>>>>

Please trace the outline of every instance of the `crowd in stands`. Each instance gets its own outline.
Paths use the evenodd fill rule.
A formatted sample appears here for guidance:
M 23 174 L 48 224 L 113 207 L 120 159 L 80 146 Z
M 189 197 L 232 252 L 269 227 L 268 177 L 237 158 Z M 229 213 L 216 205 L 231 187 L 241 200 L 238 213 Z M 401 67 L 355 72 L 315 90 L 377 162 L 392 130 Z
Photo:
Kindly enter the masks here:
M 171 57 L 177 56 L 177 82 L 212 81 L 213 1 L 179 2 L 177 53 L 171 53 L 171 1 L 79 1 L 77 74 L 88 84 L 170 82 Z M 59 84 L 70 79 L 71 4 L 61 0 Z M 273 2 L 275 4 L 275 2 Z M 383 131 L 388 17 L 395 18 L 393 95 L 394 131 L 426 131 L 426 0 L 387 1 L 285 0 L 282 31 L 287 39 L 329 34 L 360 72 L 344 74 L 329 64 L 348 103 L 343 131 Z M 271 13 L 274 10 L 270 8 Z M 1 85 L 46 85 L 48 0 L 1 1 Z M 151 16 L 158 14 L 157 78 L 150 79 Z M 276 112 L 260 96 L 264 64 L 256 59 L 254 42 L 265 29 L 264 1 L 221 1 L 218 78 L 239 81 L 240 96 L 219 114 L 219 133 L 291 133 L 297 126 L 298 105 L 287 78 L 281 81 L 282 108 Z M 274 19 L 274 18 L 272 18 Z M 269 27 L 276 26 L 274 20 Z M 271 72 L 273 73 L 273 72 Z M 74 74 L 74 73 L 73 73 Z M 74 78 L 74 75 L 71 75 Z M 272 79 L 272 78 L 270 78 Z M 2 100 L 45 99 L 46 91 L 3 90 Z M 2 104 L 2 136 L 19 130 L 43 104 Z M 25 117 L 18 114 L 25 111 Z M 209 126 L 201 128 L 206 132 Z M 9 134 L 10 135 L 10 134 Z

<<<<

• _Problem statement_
Rewrite the listing above, changing every "outline" to "contour" and keeping everything else the same.

• _Correct response_
Please trace the contour of every instance of the `crowd in stands`. Each instance gets its own contour.
Paths use the evenodd fill rule.
A formatted sample appears here for guidance:
M 23 174 L 48 224 L 113 207 L 120 159 L 80 146 Z
M 189 197 L 232 252 L 269 227 L 268 177 L 237 158 Z M 229 213 L 216 205 L 231 187 L 241 200 L 238 213 Z M 401 67 L 355 72 L 315 90 L 377 162 L 392 130 Z
Photo:
Kindly enter the masks here:
M 171 57 L 177 56 L 177 82 L 212 81 L 213 1 L 179 2 L 177 53 L 171 53 L 171 1 L 79 1 L 77 74 L 88 84 L 170 82 Z M 59 84 L 70 79 L 71 4 L 61 0 Z M 273 2 L 275 4 L 275 2 Z M 383 131 L 388 17 L 395 18 L 393 95 L 394 131 L 426 131 L 426 0 L 387 1 L 285 0 L 282 31 L 287 39 L 329 34 L 360 72 L 344 74 L 329 64 L 348 103 L 343 131 Z M 271 13 L 274 10 L 270 8 Z M 1 85 L 46 85 L 48 0 L 1 1 Z M 151 16 L 158 14 L 157 78 L 150 79 Z M 276 112 L 260 96 L 264 64 L 256 59 L 254 42 L 265 29 L 264 1 L 221 1 L 218 78 L 239 81 L 240 96 L 219 114 L 219 133 L 291 133 L 297 126 L 298 105 L 287 78 L 281 81 L 282 108 Z M 274 19 L 274 18 L 272 18 Z M 269 27 L 276 26 L 274 20 Z M 271 72 L 273 73 L 273 72 Z M 74 74 L 74 73 L 73 73 Z M 74 78 L 74 75 L 71 75 Z M 272 79 L 272 78 L 270 78 Z M 2 100 L 45 99 L 46 91 L 3 90 Z M 2 104 L 2 136 L 19 130 L 43 104 Z M 25 117 L 18 114 L 25 111 Z M 209 126 L 201 128 L 206 132 Z M 9 134 L 10 135 L 10 134 Z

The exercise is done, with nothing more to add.